> **YOUR OBJECTIVE**
Find every line in the records below that contains the word "ceiling", matching its capitalization exactly, and copy each of those lines.

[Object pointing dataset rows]
• • • • • • •

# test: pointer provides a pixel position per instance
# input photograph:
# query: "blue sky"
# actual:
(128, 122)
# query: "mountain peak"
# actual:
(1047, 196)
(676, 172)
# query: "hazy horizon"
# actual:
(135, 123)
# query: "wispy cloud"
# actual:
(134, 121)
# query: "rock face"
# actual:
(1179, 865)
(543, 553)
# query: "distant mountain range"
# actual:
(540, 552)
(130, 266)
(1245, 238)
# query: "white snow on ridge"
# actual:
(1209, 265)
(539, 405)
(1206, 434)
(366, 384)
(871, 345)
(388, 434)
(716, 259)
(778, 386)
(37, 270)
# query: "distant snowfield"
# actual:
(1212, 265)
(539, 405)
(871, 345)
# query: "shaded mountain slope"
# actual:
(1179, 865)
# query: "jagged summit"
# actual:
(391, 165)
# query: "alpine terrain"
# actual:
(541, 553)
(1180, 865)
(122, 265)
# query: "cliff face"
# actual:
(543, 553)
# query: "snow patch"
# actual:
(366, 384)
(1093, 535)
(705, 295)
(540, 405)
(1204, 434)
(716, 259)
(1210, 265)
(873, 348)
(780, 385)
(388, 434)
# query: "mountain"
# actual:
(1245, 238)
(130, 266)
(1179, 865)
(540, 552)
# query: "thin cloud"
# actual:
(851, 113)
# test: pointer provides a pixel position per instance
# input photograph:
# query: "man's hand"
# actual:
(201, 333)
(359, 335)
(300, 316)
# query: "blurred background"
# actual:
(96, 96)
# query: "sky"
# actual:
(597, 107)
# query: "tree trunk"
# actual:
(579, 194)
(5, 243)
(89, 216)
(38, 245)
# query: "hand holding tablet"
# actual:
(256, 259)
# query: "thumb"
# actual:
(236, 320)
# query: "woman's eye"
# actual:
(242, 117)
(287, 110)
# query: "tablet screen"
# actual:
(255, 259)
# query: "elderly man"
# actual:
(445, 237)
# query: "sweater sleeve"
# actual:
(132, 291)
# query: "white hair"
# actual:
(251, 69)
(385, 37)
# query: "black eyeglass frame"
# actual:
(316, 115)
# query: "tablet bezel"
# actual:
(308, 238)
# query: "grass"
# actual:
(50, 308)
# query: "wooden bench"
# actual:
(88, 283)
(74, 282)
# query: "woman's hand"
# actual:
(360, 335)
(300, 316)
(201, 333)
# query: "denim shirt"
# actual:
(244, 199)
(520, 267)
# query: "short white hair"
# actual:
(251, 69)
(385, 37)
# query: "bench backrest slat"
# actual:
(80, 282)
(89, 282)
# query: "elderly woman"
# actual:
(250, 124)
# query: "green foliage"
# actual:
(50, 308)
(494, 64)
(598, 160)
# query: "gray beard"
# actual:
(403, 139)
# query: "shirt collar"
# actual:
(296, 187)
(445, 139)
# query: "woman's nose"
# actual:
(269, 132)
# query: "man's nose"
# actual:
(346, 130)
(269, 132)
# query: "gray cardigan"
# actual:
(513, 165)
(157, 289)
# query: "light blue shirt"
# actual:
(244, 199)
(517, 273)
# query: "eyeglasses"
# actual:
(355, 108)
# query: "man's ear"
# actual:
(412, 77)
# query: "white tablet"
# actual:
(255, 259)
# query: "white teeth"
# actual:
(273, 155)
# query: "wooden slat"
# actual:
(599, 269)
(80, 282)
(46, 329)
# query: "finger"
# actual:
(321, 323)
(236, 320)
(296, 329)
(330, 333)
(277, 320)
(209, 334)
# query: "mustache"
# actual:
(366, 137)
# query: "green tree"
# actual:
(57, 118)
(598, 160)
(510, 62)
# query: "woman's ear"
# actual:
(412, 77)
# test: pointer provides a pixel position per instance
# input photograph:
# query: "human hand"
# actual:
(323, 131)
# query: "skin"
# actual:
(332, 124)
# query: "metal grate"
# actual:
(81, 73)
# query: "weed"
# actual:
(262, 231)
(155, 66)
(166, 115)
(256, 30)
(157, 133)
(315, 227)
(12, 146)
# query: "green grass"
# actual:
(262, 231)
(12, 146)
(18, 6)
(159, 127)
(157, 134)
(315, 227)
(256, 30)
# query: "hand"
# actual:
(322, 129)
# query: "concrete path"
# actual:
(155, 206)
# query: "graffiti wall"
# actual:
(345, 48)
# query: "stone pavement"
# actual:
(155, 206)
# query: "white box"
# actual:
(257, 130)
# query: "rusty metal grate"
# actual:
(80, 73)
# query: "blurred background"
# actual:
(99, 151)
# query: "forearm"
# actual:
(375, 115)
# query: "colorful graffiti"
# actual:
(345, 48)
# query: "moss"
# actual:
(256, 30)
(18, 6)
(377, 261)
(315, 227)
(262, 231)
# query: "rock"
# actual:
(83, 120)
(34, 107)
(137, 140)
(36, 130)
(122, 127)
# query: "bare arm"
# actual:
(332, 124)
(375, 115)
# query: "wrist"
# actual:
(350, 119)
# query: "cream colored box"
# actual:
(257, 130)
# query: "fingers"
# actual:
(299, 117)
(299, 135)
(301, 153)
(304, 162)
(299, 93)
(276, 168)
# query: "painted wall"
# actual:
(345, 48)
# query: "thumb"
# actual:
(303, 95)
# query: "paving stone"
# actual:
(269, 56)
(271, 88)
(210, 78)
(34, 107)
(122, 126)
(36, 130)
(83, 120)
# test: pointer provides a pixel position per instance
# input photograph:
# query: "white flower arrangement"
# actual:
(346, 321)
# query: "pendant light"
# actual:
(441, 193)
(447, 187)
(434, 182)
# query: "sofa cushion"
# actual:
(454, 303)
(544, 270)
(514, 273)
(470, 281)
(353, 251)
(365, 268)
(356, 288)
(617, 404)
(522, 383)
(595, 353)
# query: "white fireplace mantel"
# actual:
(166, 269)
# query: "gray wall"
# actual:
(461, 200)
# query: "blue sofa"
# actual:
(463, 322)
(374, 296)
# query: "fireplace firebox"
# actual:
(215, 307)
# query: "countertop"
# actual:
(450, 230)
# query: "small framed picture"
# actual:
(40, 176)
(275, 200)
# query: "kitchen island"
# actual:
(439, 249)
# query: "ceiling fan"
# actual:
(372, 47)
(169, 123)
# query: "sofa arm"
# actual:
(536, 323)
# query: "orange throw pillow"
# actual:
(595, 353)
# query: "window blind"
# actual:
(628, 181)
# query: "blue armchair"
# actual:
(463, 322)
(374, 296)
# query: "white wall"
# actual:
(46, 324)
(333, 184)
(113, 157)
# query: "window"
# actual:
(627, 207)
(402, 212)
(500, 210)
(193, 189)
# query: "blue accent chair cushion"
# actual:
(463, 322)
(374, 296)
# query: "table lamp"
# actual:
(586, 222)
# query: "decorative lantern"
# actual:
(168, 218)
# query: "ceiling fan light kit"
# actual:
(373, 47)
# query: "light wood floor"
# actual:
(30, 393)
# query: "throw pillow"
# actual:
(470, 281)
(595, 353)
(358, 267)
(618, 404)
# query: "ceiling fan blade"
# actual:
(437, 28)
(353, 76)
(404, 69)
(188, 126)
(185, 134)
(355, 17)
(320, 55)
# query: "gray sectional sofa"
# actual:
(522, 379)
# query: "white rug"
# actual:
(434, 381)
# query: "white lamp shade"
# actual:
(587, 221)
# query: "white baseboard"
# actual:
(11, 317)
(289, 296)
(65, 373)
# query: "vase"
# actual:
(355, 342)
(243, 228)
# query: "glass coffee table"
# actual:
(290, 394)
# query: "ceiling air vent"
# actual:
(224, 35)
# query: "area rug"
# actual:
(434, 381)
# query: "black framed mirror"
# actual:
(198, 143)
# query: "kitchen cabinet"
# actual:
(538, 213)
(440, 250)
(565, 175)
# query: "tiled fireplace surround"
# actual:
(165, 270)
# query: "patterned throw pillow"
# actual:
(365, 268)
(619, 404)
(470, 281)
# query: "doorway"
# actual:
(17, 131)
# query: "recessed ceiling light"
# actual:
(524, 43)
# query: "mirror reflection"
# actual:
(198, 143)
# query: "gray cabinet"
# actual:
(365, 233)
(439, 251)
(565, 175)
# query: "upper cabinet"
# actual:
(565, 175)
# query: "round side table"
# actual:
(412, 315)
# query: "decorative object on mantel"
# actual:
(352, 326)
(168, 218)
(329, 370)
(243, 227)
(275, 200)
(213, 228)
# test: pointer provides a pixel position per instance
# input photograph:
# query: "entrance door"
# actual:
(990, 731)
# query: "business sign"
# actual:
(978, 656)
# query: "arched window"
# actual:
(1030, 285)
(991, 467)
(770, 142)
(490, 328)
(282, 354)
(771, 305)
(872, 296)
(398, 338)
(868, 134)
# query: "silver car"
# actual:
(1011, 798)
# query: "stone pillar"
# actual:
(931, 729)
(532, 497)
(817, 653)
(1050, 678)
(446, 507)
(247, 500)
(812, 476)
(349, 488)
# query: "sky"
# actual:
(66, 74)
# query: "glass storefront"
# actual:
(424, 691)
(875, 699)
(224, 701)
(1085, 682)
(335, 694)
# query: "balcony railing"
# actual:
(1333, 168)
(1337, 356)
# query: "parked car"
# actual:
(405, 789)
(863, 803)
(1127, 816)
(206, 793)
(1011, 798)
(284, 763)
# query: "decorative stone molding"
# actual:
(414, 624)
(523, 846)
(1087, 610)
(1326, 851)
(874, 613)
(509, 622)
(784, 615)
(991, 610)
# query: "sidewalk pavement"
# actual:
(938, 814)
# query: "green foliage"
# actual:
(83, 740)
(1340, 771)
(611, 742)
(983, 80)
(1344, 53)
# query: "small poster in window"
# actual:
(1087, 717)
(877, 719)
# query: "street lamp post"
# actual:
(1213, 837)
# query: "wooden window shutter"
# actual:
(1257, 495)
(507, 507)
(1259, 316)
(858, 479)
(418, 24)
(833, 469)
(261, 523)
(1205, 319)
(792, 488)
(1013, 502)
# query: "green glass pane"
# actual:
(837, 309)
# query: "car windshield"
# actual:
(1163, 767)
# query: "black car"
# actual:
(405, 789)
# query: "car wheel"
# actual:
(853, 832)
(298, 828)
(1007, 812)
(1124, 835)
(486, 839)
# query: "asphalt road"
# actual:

• • • • • • •

> **TASK SOLUTION**
# query: "ceiling fan"
# query: "ceiling fan light kit"
# query: "ceiling fan blade"
# query: "ceiling air vent"
# query: "recessed ceiling light"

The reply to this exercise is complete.